**EXCERPT PROVIDED**.
....................
Every once in a while, and for reasons our mortal minds can't understand, the gods decide to take pity and smile on us. Maybe a beautiful woman or man strolls into our lives. Maybe The Philadelphia Story is playing on an airplane we’re on. Or maybe, just maybe, Chael Sonnen—the court jester, carnival barker, and Charlie Kaufmann of MMA—decides that every day for the next three weeks leading up to his fight against Mauricio “Shogun” Rua, he’s going to write a new poem on the subject of his choosing and publish it on the Internet for all the world to see. Such a turn of events could make a believer out of even the most devoted of atheists. Christopher Hitchens may have died too soon.
Today Fox Sports published the first of Sonnen’s poems, and it’s just what we’d hoped and expected it would be: seven boasting, brass-filled couplets celebrating all things Chael Sonnen and denigrating anyone who’s ever thought about fighting him or who he’s ever thought about fighting. It's a small rhyming gem that walks a line between the early work of Muhammad Ali and ‘Twas the Night Before Christmas. And while Sonnen doesn’t have the gift for narrative that Ali had (for proof, check out then-Cassius Clay’s 1963 prediction for his upcoming fight with champion Sonny Liston, a miniature masterpiece of combat that belongs right up there with the Iliad for sheer invention), and of course he can’t compete with Clement Clarke Moore (who made a bland non-story about Santa Claus so compelling people are still pretending they have it memorized 200 years later), what he does have that those two men lacked is a post-modern, late-capitalist ability to multitask. Where Ali focused on Liston and Moore stuck with St. Nick, Sonnen uses the present to look toward the future: the self-made huckster genius at it again, promoting two fights at once—his actual fight against Rua in three weeks and his much-wished-for hypothetical fight against Rua’s mentor, Wanderlei Silva, at a time to be determined.
More than any athlete working today, Sonnen has an innate sense for the sale, and that sense is evolving every day into something more subtle and cunning. In the past, like a normal human being, he focused his promotional attention on the fighters he was getting ready to fight. Ever since he got the call to fight Rua, though, he’s barely mentioned the former UFC champion, focusing his energy instead on Wanderlei, ginning up antagonism with a man he isn’t fighting in a brilliant attempt to sell two fights for the price of one.
....................
**DATA EXCERPTS**.
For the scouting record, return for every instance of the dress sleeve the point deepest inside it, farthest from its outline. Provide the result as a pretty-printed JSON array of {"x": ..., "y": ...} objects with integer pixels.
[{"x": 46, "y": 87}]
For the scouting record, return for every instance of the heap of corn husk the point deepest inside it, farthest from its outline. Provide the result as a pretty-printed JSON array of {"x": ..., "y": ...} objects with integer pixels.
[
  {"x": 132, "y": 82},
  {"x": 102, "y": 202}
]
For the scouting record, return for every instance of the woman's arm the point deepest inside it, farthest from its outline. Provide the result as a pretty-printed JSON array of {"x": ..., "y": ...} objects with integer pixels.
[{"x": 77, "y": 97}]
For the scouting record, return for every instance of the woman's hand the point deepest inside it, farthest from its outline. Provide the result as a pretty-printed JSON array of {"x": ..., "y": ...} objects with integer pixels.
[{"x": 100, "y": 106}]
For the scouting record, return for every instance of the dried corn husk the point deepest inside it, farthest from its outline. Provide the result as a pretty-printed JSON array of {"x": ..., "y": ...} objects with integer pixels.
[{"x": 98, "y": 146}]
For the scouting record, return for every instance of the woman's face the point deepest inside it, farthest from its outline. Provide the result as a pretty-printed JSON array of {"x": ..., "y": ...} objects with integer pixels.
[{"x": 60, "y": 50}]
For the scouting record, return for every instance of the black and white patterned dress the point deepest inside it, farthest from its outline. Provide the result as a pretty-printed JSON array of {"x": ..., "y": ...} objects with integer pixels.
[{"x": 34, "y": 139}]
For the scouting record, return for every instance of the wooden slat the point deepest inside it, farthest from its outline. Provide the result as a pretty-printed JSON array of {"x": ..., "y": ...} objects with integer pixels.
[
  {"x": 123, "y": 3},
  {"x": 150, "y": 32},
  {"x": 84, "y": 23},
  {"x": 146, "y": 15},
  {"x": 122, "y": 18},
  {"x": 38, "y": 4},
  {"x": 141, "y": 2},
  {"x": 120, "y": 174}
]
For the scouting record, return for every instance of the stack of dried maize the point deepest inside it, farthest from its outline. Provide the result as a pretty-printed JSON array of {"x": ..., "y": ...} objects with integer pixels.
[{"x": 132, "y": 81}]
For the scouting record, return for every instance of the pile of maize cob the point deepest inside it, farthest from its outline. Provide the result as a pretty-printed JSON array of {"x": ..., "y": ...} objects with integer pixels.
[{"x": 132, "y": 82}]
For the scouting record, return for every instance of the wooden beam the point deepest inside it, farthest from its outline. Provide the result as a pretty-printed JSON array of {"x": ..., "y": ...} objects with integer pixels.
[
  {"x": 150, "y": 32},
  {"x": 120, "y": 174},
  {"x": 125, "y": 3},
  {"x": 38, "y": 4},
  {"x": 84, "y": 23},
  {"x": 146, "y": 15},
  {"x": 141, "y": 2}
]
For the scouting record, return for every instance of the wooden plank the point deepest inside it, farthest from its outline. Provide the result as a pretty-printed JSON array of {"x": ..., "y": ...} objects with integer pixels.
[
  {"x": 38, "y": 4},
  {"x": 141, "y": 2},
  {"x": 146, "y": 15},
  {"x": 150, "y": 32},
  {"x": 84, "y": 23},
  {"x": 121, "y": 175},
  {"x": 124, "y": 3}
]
....................
**YOUR TASKS**.
[a] Reproduce the article on Chael Sonnen's poems word for word, everything from "More than any" down to "price of one.".
[b] Write the next part of the article on Chael Sonnen's poems, starting right after its last sentence.

**FINAL RESULTS**.
[a]
More than any athlete working today, Sonnen has an innate sense for the sale, and that sense is evolving every day into something more subtle and cunning. In the past, like a normal human being, he focused his promotional attention on the fighters he was getting ready to fight. Ever since he got the call to fight Rua, though, he’s barely mentioned the former UFC champion, focusing his energy instead on Wanderlei, ginning up antagonism with a man he isn’t fighting in a brilliant attempt to sell two fights for the price of one.

[b]
“On August 17th a fight will take place,” Sonnen's poem starts. “And everyone’s screensaver will be Wanderlei’s face.” Two lines in and Sonnen has already menitoned Silva, the man he won’t be fighting. Shogun, meanwhile, doesn’t even show up until the second third of the poem, and even then only as Silva’s “henchman,” a mere distraction to Sonnen on his way to the prize he really wants. It’s a brilliant rhetorical device. First, it goads Silva into fighting him in the future, a big-money fight that will be even bigger the more the two men antagonize each other. Second, it gets under Shogun’s skin by reducing him to a bit part in Sonnen’s epic and diminishing him, both as an opponent and a man. In most works of literature, henchmen are rarely even spoken of by name, because, why bother? By focusing his attention on Silva while making only one passing and dismissive mention of Rua, Sonnen is calling out Rua out as an irrelevant figure in a great historical drama. And no one likes to be called out as irrelevant.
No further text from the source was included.